▶ _WHAT YOU SHOULD DO_
Here the requirement is to repeat every record exactly, in full.

# # # # #

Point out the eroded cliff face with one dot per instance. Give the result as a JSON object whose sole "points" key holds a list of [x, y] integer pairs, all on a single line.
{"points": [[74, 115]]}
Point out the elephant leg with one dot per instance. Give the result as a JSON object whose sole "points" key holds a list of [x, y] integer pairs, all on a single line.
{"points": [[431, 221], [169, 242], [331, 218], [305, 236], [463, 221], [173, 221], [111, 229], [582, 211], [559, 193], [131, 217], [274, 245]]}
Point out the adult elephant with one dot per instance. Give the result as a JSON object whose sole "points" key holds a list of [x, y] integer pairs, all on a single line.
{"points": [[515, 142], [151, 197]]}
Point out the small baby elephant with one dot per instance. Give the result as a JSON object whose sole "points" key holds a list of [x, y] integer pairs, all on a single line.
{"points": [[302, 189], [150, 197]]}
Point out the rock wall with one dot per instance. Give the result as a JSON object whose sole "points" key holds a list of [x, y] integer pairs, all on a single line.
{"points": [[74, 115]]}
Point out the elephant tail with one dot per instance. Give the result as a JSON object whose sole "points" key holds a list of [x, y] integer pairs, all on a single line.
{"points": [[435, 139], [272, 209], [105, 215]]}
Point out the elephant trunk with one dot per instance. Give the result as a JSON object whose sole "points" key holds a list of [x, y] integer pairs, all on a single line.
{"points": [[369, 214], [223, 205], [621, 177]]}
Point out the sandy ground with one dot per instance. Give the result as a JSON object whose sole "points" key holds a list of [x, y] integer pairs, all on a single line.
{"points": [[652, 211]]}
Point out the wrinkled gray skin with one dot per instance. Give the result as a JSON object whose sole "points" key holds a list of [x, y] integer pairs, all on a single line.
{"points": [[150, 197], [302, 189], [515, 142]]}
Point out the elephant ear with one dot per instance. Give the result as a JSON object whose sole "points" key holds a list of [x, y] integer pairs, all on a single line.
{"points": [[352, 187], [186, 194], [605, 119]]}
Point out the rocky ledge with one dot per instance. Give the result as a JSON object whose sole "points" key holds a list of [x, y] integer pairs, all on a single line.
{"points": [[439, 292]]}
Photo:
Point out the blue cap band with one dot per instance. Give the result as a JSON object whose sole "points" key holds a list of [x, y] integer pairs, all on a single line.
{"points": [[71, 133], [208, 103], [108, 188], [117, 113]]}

# # # # #

▶ _FINISHED TASK_
Point out the eroded cliff face with one dot per instance. Give the result as a JSON object whose sole "points" key holds a list of [x, y] integer pairs, all on a single line.
{"points": [[74, 115]]}
Point out the elephant leg with one dot per instance. Give the result as a JSON object whose sole "points" key holds a list of [x, y] integer pairs, all on a single line.
{"points": [[431, 221], [169, 242], [331, 218], [305, 236], [463, 221], [173, 221], [111, 229], [582, 211], [559, 193], [131, 217], [274, 245]]}
Point out the adult elephant with one dot per instance. Give the result as a JSON object whose sole "points" key holds a list of [x, y] integer pairs, all on a single line.
{"points": [[515, 142], [151, 197]]}
Point out the small baby elephant with one dot per instance. Give the result as a JSON object whose sole "points" key holds a list of [x, y] integer pairs, all on a single line.
{"points": [[302, 189], [150, 197]]}
Point out the rock wall with one dot per instance. Give the result as a JSON object whose sole "points" key holds a list of [x, y] integer pairs, all on a single line.
{"points": [[74, 115]]}
Point out the elephant tail with one dot per instance. Give the result as a JSON object whose sole "points" key holds a list of [x, y] integer pairs, all on a single line.
{"points": [[435, 139], [272, 209], [105, 215]]}
Point out the elephant trunk with one dot per instance. Give the result as a JSON object whose sole "points" key holds a list of [x, y] integer pairs, all on a single line.
{"points": [[369, 214], [223, 205], [621, 177]]}
Point out the sandy ground with one dot per instance. Give the result as a JSON object whose sole "points" key holds a list of [x, y] integer pairs, all on a single line.
{"points": [[652, 211]]}
Point out the wrinkled gray skin with one dot per instance. Give the result as a JSON object whose sole "points" key holds a list of [x, y] integer pairs, all on a single line.
{"points": [[150, 197], [302, 189], [515, 142]]}
Point out the elephant ear with one dot per instance. Give the result as a JSON object whose sole "points" key holds a list of [x, y] integer pairs, all on a single line.
{"points": [[352, 187], [186, 194], [605, 119]]}
Point out the rocky ledge with one dot per instance. Give the result as a JSON object whose sole "points" key holds a list of [x, y] integer pairs, all on a single line.
{"points": [[439, 292]]}
Photo:
Point out the blue cap band with one dot per instance. Give the result as a JSON object whose sole "points" key holds a list of [x, y] integer pairs, all on a single line.
{"points": [[71, 133], [208, 103], [108, 188], [117, 113]]}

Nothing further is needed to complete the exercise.